The queen is coming to Belfast as part of United Kingdom-wide celebrations of her 60th year on the throne. She is scheduled to see the city’s Titanic exhibition and attend an open-air party involving 20,000 locals at Stormont, the hilltop base for the power-sharing government.
IRA die-hards opposed to the group’s 2005 decision to renounce violence and disarm sought to express their disapproval of the queen’s visit before she arrived.
———
Towering Colorado wildfire devours homes, forces partial closure of Air Force Academy
WOODLAND PARK, Colo. (AP) — A stubborn and towering wildfire jumped firefighters’ perimeter lines in the hills overlooking Colorado Springs, forcing frantic mandatory evacuation notices for more than 9,000 residents, destroying an unknown number of homes and partially closing the grounds of the sprawling U.S. Air Force Academy.
Heavy smoke and ash billowed from the mountain foothills west of the city. Bright yellow and orange flames flared in the night, often signaling another home lost to the Waldo Canyon Fire, the No. 1 priority for the nation’s firefighters.
Interstate 25, which runs through Colorado Springs, was briefly closed to southbound traffic Tuesday. All told, officials said, evacuation orders affected as many as 32,000 residents.
‘‘It was like looking at the worst movie set you could imagine,’’ Gov. John Hickenlooper said after flying over the 9-square-mile fire late Tuesday. ‘‘It’s almost surreal. You look at that, and it’s like nothing I’ve seen before.’’
With flames cresting a ridge high above its breathtaking, 28-square-mile campus, the Air Force Academy told more than 2,100 residents to evacuate 600 households. There was no immediate word on whether a new class of 1,045 cadets would report as scheduled on Thursday.

**Data supplied**.
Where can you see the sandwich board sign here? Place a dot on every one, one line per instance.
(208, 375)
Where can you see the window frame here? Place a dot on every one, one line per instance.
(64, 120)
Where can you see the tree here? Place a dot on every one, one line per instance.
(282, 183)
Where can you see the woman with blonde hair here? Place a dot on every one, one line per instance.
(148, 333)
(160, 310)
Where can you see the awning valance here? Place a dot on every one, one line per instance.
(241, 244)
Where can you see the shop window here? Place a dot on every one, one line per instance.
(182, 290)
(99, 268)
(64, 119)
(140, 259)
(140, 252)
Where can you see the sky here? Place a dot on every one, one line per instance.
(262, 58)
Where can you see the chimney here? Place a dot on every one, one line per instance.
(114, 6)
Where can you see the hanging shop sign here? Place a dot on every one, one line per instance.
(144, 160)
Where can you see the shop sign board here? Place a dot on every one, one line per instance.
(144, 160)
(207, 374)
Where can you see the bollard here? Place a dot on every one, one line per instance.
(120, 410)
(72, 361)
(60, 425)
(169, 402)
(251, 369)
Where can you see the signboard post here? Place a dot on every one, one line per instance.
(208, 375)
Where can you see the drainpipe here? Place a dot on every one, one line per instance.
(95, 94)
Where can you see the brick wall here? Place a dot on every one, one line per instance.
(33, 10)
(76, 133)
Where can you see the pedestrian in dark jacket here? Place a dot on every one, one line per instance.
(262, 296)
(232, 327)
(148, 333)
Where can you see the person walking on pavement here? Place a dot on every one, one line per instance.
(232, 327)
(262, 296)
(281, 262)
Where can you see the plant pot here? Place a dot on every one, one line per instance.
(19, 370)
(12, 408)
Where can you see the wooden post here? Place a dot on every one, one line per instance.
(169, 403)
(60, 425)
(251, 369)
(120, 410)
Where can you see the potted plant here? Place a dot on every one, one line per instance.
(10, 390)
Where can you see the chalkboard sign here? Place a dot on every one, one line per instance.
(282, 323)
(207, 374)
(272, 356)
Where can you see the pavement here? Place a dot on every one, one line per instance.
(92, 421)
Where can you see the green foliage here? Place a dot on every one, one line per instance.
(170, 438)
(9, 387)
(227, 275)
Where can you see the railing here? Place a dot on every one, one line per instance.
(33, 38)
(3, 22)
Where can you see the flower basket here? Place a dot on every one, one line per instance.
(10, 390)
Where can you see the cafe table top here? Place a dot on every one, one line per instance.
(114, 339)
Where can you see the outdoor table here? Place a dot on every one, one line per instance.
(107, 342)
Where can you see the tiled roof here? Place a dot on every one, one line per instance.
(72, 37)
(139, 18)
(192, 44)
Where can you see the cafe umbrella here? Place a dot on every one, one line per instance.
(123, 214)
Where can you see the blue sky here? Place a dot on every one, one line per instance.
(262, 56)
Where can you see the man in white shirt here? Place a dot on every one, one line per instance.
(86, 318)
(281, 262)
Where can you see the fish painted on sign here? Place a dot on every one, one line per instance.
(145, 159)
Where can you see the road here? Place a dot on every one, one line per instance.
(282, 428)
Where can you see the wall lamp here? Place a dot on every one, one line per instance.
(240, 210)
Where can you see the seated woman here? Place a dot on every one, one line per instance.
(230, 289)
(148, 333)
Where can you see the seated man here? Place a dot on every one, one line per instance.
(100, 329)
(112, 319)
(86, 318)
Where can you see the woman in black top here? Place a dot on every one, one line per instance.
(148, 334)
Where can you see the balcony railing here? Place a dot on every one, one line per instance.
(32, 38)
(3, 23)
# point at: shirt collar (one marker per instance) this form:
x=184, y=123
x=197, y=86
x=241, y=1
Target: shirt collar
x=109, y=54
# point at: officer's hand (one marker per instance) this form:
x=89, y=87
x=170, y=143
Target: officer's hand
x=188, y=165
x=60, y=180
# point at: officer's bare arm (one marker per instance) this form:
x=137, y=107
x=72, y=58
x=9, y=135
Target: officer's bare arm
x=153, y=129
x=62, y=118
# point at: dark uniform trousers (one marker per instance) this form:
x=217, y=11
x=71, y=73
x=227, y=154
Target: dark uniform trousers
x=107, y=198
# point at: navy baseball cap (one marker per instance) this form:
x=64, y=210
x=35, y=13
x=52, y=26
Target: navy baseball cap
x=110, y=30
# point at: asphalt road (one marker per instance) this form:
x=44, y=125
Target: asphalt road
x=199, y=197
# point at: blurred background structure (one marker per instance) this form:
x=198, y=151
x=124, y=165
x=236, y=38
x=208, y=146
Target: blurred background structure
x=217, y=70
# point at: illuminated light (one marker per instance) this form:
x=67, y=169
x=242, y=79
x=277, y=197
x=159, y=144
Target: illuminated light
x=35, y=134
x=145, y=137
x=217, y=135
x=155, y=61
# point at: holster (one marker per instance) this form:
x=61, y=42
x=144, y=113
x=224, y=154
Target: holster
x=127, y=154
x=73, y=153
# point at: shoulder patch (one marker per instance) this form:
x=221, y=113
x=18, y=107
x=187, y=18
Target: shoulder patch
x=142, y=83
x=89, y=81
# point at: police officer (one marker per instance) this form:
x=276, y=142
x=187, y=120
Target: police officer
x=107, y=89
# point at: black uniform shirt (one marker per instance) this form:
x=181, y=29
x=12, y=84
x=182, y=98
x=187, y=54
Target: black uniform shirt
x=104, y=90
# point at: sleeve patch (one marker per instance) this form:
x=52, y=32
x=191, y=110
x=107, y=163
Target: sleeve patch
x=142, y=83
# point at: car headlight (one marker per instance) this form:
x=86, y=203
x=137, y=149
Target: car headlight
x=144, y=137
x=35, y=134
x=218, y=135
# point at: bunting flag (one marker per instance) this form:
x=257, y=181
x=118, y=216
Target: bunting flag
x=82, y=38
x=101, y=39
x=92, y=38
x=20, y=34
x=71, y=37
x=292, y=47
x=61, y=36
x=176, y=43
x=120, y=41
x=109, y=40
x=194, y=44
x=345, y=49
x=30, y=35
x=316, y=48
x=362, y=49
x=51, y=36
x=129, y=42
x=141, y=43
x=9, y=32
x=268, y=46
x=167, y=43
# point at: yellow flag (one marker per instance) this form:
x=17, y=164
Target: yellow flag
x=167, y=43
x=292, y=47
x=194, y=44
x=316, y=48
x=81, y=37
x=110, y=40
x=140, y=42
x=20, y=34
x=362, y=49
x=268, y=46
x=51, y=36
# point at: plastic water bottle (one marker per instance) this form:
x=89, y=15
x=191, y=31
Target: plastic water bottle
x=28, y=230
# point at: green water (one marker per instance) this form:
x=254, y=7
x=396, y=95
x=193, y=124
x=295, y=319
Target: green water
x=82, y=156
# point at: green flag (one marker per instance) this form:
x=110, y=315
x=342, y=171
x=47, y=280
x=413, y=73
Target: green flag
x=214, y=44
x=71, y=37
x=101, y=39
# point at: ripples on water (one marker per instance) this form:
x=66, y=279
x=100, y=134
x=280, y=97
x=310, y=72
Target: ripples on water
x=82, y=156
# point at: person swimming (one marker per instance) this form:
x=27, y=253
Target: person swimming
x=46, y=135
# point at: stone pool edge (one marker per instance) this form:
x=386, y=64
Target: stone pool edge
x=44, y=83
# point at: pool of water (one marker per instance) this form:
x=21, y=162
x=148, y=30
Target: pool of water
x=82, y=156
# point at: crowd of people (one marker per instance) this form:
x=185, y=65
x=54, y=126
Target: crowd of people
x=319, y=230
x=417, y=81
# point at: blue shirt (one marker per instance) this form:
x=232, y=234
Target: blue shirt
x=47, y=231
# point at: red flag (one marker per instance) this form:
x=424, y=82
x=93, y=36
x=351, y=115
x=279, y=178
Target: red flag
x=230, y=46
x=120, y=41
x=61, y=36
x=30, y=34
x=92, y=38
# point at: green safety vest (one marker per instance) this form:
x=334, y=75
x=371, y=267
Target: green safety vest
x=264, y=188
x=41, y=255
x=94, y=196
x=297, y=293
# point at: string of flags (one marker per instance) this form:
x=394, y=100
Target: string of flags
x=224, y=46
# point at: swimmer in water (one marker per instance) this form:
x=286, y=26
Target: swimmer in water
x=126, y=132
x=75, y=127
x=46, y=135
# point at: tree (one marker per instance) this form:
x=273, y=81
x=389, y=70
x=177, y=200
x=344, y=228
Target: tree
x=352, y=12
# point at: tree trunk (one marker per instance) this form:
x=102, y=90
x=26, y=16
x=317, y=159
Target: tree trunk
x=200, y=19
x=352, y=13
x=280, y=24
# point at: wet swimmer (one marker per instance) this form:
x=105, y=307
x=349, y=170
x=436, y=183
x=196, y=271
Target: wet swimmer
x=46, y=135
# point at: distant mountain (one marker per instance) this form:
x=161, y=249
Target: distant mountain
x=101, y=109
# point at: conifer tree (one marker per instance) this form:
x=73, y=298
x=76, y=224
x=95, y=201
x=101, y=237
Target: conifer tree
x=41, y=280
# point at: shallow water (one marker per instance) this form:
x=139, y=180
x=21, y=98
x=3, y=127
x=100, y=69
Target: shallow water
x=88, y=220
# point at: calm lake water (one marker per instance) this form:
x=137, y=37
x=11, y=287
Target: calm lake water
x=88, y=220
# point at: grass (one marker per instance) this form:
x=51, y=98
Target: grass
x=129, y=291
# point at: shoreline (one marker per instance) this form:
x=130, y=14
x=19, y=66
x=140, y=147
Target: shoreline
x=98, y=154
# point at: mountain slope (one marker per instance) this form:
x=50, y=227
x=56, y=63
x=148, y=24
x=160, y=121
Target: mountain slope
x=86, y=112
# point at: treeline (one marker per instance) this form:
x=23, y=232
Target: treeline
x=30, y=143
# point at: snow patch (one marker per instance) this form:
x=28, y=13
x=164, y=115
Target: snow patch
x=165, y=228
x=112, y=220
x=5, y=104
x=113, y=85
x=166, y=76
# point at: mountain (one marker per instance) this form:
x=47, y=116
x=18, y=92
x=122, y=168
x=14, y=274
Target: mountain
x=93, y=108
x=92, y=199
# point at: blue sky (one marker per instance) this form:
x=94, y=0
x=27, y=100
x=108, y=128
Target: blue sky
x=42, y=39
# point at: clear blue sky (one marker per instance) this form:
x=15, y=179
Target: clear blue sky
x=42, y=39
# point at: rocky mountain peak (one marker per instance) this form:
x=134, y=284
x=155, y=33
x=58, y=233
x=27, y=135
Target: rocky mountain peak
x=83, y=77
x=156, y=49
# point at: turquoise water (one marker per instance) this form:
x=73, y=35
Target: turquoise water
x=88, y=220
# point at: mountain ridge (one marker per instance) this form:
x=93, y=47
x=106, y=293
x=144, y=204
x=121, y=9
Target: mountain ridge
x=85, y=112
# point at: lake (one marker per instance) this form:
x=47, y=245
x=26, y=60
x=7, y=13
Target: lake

**Tasks to complete**.
(A) In the news excerpt, how many residents did the Air Force Academy tell to evacuate?
(B) Carry the news excerpt forward from its final sentence.

**Responses**.
(A) More than 2,100 residents, from 600 households.

(B)
———
European leaders are weighing urgent moves to resolve debt crisis as summit nears
BRUSSELS (AP) — When they meet Thursday and Friday in Brussels, leaders of the 27 countries in the European Union will face a daunting task: Find a solution to a debt crisis that’s spread misery across Europe, raised doubts about the euro currency, rattled investors and threatened global growth.
Investors have driven up interest rates on Spanish and Italian debt to unsustainable levels, raising the risk those big countries will need a bailout the rest of Europe can’t afford. Unemployment in the 17 countries that use the euro is 11 percent, the highest since the euro was adopted in 1999.
A $125 billion plan to bail out Spanish banks has failed to calm financial markets. Even an election that brought a pro-euro-alliance Greek government to power failed to reassure investors that Greece would continue to pay its bills, keep using the euro and avoid a financial crackup that could set off a worldwide panic.
The EU leaders will consider plans to:
—Tackle Europe’s government debt problems.
———
Questions and answers on the new 4-team college football playoff
A committee of university presidents approved a plan for a four-team college football playoff, starting in 2014.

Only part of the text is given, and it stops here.